Text segment
....

Are spam filters getting better in 2026?

Filters are getting marginally better at catching mass mechanical attacks but losing ground against well-crafted spam and cold outreach. The net effectiveness has plateaued because the attacker side has access to the same AI tools as the defender side, and the attackers iterate faster against any new heuristic.

Why has filter improvement plateaued?

Content-based filters are in a structural arms race. Better defenders produce better attackers because the attacker side is paid to study the filter and route around it. Each new heuristic raises the bar slightly, but the attacker iterates and the bar comes back down. The structure of the race does not change with more compute or larger models.

Will AI eventually solve the spam problem?

AI will keep changing the volume composition. AI defenders will catch some attacks AI attackers produce. AI attackers will iterate around AI defenders. The arms race continues. The thing AI cannot do is change the underlying economic property: that reaching an additional inbox costs the sender approximately zero. That is the layer where filters cannot operate.

What is the structural alternative to better content filters?

Filters that operate on something other than content. Identity (is this sender on the recipient's guest list?) and cost (did the sender pay a small cover charge?) are structural properties the attacker cannot model their way out of. Identity-and-cost filters are deterministic: the input is the recipient's preferences and the sender's payment, not the content of the message.

How does this affect what users should do?

Run native filters as the first layer because they catch the obvious attacks well. Add structural filters that do not depend on content classification because they catch what content filters cannot. Stop expecting any single filter to solve the entire problem; the layered stack is what works.

....

Exercise task 1
Select every line of the records that contains the word "person".

A series of records
....

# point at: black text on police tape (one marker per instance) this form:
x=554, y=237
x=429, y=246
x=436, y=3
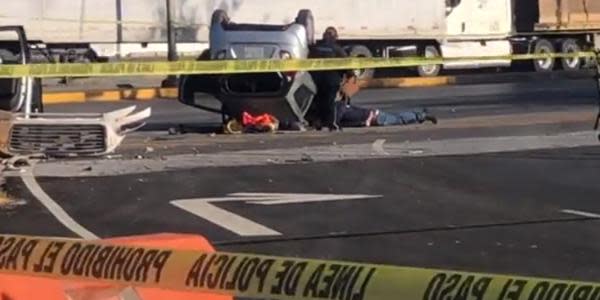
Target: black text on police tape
x=456, y=286
x=135, y=265
x=247, y=274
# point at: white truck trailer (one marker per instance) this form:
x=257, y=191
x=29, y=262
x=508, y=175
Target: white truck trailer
x=382, y=28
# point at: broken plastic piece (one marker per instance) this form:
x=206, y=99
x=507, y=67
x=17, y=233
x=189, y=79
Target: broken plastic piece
x=57, y=134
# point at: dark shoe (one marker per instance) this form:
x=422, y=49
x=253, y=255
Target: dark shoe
x=431, y=119
x=335, y=128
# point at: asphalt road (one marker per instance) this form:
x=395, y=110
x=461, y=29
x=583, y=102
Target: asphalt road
x=494, y=207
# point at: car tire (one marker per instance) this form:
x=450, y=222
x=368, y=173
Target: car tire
x=305, y=18
x=570, y=46
x=544, y=46
x=219, y=17
x=362, y=51
x=429, y=70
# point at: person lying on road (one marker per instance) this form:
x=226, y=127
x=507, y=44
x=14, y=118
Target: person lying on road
x=348, y=115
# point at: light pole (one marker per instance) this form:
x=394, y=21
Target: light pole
x=171, y=80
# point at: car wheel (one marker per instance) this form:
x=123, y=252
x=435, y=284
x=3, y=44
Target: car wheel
x=306, y=19
x=362, y=51
x=544, y=46
x=570, y=46
x=219, y=17
x=429, y=51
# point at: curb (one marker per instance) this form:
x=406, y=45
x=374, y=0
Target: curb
x=140, y=94
x=152, y=93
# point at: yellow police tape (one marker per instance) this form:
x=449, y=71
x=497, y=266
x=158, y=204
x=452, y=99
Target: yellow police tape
x=267, y=277
x=244, y=66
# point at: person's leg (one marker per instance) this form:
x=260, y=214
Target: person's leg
x=403, y=118
x=355, y=116
x=329, y=106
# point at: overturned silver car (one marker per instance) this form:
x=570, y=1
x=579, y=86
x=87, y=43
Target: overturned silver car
x=287, y=96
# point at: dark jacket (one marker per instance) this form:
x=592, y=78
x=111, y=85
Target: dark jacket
x=328, y=49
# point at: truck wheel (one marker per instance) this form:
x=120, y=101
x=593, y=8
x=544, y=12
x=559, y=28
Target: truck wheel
x=362, y=51
x=429, y=70
x=306, y=19
x=571, y=46
x=544, y=46
x=219, y=17
x=37, y=106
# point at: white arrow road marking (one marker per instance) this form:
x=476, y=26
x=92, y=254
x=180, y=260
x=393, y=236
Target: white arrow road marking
x=581, y=213
x=205, y=208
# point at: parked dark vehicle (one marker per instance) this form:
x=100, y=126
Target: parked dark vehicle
x=14, y=92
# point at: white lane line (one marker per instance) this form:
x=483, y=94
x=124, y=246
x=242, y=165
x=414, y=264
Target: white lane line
x=205, y=208
x=581, y=213
x=378, y=147
x=225, y=219
x=58, y=212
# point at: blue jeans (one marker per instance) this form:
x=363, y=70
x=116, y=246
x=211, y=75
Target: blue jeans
x=400, y=118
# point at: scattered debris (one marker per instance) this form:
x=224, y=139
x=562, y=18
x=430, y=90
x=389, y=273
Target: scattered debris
x=16, y=163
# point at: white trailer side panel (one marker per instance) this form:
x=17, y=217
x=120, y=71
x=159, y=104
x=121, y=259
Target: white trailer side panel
x=480, y=18
x=144, y=20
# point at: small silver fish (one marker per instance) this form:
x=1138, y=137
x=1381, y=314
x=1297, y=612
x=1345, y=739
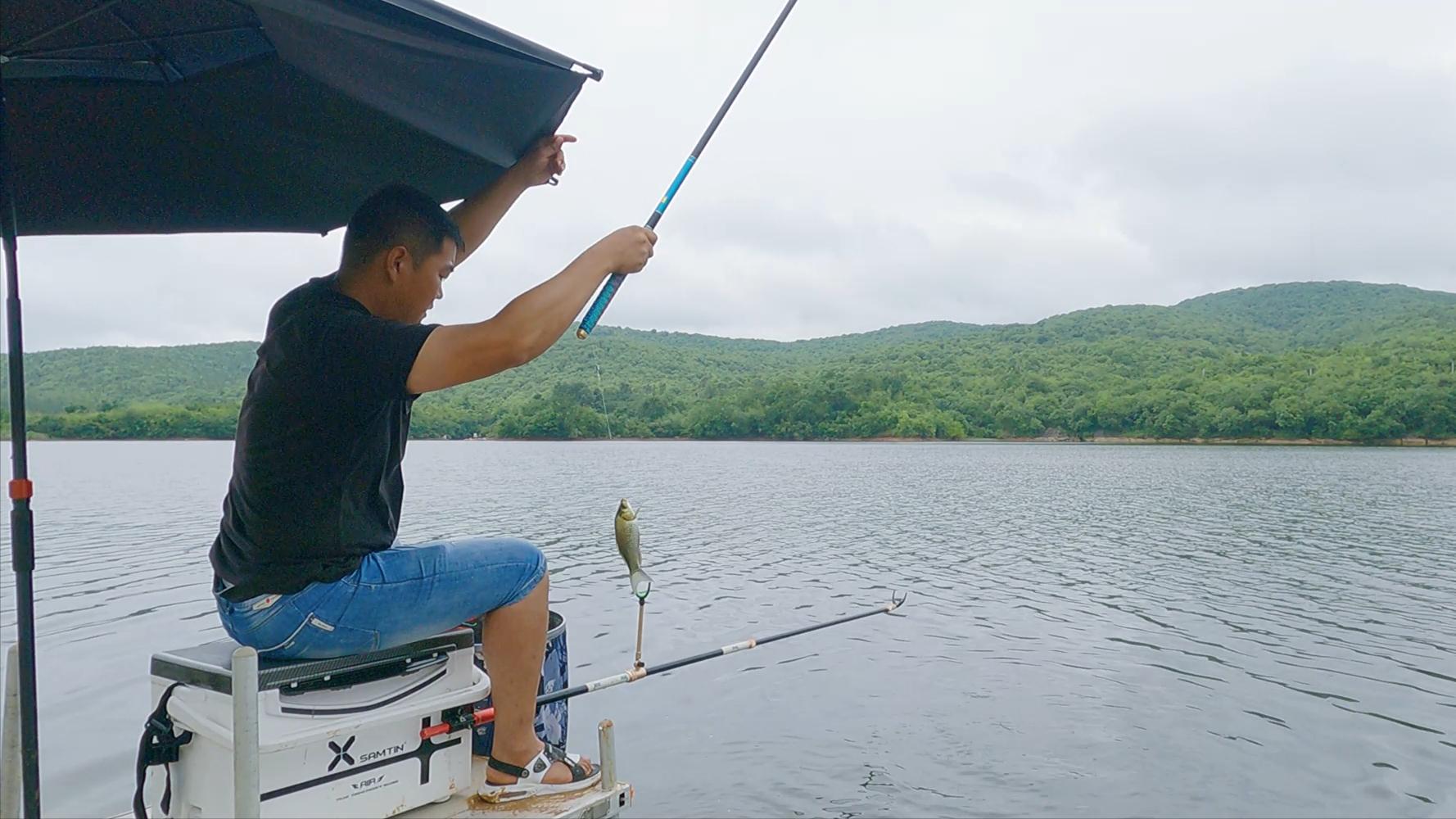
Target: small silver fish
x=629, y=545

....

Exercise task 2
Condense the paragraph of the spam filter page that begins "Filters that operate on something other than content" into a short bulleted list that keeps its main facts.

Expected output 1
# point at: person lying on road (one marker per instance) this form:
Target: person lying on road
# point at: person's leg (one marker per instance) this form:
Target: person's leg

Expected output 2
- Alternative filters work on something other than message content.
- Identity: whether the sender is on the recipient's guest list.
- Cost: whether the sender paid a small cover charge.
- Attackers cannot model their way out of these structural properties.
- Identity-and-cost filters are deterministic. Their input is the recipient's preferences and the sender's payment, not the message's content.